[Region pointing data]
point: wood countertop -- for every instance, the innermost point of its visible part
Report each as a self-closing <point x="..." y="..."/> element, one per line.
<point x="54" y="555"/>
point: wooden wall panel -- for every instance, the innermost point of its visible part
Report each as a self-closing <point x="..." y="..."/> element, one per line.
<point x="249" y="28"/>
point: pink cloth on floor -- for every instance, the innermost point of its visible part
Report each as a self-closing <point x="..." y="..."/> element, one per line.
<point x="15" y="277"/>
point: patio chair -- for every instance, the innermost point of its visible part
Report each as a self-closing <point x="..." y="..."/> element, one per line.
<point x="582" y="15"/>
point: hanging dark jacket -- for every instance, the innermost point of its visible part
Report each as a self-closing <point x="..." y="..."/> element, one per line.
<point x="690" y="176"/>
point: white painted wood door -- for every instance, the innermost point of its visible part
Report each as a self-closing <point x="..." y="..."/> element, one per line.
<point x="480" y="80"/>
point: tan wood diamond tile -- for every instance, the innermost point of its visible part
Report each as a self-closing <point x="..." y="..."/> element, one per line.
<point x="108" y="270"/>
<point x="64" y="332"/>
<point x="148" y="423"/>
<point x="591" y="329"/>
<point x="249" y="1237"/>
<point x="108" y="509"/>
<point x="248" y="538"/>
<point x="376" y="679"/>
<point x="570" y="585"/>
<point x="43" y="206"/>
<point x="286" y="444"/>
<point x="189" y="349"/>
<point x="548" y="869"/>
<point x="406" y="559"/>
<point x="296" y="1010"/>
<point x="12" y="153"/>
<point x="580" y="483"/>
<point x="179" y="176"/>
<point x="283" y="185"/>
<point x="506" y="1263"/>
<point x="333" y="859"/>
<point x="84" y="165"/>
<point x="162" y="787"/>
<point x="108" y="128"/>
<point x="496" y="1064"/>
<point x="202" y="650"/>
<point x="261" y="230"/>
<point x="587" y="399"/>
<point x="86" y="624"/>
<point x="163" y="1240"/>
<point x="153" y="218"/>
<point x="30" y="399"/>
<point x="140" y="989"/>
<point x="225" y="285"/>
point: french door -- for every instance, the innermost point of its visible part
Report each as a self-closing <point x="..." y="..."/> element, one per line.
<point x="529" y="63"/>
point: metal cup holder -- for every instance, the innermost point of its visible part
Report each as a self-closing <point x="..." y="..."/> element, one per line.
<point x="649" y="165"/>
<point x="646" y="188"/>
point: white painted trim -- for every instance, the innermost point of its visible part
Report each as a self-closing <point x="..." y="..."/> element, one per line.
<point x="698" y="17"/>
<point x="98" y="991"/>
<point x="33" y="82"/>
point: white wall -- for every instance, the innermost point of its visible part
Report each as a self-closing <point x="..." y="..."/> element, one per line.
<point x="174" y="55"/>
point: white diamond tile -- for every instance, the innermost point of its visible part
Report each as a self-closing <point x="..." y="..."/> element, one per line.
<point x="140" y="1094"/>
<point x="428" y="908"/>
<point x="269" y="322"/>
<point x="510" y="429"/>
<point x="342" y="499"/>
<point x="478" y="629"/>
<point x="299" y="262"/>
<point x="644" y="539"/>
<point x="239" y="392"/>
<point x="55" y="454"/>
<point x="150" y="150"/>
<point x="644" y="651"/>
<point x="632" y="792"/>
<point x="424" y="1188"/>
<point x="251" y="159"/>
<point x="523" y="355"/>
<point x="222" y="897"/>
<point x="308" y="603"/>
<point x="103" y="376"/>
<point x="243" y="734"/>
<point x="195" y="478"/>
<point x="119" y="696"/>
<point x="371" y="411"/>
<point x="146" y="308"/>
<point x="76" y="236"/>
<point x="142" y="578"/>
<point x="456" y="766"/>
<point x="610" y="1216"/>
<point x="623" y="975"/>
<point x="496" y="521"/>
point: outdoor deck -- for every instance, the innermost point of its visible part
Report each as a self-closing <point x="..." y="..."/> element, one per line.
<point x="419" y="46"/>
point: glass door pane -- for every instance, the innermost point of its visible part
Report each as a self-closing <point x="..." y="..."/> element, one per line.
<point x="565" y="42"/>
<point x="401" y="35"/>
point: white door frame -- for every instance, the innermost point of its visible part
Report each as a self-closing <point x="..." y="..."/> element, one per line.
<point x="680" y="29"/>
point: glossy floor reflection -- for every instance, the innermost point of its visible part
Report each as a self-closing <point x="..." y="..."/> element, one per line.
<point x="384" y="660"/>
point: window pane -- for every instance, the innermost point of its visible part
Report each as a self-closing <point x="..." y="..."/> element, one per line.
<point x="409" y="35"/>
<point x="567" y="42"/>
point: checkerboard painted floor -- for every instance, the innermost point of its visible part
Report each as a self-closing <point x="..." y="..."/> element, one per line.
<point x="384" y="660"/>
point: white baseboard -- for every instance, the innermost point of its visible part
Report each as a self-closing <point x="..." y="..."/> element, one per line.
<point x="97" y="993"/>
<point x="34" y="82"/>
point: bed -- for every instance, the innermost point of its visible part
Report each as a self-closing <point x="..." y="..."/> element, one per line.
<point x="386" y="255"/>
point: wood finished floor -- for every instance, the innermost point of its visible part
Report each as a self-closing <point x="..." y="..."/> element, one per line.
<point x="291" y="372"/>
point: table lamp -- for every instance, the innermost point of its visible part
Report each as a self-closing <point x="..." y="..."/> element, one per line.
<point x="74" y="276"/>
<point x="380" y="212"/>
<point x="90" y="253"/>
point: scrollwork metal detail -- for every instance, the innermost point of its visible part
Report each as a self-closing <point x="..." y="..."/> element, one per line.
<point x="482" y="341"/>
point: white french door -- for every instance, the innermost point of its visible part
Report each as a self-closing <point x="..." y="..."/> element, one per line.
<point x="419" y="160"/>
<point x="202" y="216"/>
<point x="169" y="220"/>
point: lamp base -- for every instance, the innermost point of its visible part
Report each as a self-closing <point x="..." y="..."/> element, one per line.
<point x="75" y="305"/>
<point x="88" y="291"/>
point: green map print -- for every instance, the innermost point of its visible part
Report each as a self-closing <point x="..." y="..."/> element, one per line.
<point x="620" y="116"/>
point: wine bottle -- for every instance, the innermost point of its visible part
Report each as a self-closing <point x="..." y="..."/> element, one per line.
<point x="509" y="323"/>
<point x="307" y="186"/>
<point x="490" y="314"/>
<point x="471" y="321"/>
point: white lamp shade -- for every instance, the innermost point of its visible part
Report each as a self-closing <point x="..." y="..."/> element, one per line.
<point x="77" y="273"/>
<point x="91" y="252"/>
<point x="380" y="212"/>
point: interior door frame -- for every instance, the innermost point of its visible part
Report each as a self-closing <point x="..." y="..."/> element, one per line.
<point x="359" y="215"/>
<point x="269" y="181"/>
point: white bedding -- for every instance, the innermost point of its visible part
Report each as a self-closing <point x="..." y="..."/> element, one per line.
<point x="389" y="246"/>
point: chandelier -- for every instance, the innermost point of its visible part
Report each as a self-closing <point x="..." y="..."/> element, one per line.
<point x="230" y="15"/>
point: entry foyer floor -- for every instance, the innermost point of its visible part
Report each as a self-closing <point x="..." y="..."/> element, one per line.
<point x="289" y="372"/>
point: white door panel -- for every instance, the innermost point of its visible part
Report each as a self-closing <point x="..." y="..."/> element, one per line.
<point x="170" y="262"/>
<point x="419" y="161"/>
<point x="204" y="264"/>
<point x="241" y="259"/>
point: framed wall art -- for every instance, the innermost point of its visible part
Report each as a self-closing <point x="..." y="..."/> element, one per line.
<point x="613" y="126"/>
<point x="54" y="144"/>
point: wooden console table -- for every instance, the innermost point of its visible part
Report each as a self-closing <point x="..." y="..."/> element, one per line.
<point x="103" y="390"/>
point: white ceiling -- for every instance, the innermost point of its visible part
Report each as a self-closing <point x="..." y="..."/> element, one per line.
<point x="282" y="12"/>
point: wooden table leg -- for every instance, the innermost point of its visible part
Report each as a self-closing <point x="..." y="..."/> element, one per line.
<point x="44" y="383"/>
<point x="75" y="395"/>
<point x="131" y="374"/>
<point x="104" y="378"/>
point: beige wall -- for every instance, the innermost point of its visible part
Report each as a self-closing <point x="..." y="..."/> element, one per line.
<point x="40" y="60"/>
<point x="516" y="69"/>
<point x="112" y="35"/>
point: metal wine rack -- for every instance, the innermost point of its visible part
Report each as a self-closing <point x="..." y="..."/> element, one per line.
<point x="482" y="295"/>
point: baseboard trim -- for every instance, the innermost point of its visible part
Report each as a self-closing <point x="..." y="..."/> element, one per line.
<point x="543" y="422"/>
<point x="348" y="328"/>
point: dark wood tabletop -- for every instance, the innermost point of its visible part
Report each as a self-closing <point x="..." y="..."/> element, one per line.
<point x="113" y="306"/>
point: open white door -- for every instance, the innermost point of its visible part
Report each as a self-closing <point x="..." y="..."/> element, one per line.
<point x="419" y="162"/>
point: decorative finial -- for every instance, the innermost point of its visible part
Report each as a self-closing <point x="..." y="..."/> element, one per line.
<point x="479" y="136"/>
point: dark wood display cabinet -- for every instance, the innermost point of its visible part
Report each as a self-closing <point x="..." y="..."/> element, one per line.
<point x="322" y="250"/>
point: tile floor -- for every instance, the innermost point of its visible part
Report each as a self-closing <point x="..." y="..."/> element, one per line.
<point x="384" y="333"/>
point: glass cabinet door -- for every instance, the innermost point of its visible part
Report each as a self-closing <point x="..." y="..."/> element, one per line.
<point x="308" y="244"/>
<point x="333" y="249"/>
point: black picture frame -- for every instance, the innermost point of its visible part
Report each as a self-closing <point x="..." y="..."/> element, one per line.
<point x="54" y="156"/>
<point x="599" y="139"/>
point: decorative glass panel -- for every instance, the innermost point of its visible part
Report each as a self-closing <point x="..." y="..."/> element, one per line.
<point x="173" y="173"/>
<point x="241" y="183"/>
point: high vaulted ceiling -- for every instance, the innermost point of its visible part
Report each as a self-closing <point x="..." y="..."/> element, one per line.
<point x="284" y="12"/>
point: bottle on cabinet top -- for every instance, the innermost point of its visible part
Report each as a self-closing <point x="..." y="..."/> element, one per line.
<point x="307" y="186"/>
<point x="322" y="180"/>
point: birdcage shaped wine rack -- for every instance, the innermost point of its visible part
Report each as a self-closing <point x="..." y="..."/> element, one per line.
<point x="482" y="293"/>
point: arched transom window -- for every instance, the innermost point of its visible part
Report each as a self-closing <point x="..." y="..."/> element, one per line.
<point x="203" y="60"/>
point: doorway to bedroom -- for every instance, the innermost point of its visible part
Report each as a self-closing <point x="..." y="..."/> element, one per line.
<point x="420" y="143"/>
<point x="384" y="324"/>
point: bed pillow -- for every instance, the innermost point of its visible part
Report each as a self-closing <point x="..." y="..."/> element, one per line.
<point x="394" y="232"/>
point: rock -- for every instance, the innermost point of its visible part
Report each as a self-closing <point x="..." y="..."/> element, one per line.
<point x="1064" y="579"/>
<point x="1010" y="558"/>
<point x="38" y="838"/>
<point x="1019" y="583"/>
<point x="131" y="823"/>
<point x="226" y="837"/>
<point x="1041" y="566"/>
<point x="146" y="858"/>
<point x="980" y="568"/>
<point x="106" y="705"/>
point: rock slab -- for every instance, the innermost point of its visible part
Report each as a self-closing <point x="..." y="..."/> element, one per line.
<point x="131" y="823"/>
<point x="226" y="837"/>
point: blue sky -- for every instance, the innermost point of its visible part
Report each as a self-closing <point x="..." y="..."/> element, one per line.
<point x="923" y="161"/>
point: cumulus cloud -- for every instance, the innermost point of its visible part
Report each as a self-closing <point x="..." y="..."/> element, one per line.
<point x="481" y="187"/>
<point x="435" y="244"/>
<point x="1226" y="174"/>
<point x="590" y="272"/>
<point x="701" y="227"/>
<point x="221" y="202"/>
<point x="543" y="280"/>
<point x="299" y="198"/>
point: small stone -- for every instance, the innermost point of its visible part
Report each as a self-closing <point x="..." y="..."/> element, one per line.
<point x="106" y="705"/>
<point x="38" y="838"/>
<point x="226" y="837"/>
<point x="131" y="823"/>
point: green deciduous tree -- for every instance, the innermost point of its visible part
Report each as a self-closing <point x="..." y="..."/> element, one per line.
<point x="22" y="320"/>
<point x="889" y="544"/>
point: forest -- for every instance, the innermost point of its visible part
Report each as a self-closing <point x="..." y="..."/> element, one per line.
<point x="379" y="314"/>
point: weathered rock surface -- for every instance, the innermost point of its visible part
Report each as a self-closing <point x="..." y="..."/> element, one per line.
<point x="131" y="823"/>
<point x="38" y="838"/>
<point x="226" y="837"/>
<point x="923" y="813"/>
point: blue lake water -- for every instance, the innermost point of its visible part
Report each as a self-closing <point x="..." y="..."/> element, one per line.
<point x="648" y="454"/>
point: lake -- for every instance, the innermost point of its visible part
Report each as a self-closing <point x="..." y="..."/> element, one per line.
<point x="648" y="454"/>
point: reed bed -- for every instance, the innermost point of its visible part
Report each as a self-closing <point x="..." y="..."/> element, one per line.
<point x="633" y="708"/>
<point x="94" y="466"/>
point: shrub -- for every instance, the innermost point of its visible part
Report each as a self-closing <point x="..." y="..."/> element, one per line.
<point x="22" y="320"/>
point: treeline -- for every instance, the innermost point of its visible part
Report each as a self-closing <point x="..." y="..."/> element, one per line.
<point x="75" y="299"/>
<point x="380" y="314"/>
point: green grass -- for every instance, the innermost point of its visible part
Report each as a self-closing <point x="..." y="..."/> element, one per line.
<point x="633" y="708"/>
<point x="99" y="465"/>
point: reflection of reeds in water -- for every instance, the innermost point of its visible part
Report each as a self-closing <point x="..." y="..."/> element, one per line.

* Task goal *
Which of the lines in the data hold the string "white"? Report each of them by copying it.

* Exercise result *
point: white painted wood door -- for every instance, the innermost point of its visible part
point: white painted trim -- for every instance, the innermost point of its visible part
point: white wall -- for every instance, the innermost point of its visible part
point: white diamond tile -- for every instance, the innermost point of its visible part
point: white door frame -- for every instance, the innermost point of its visible part
point: white baseboard -- for every instance, the innermost point of its visible part
point: white french door -- for every instance, the innermost point of its visible part
point: white lamp shade -- for every instance, the innermost point of its visible part
point: white bedding -- for every instance, the innermost point of its visible part
point: white door panel -- for every instance, the innermost point of its visible part
point: white ceiling -- for every instance, the innermost point of its visible part
point: open white door -- for every instance, the innermost point of its visible part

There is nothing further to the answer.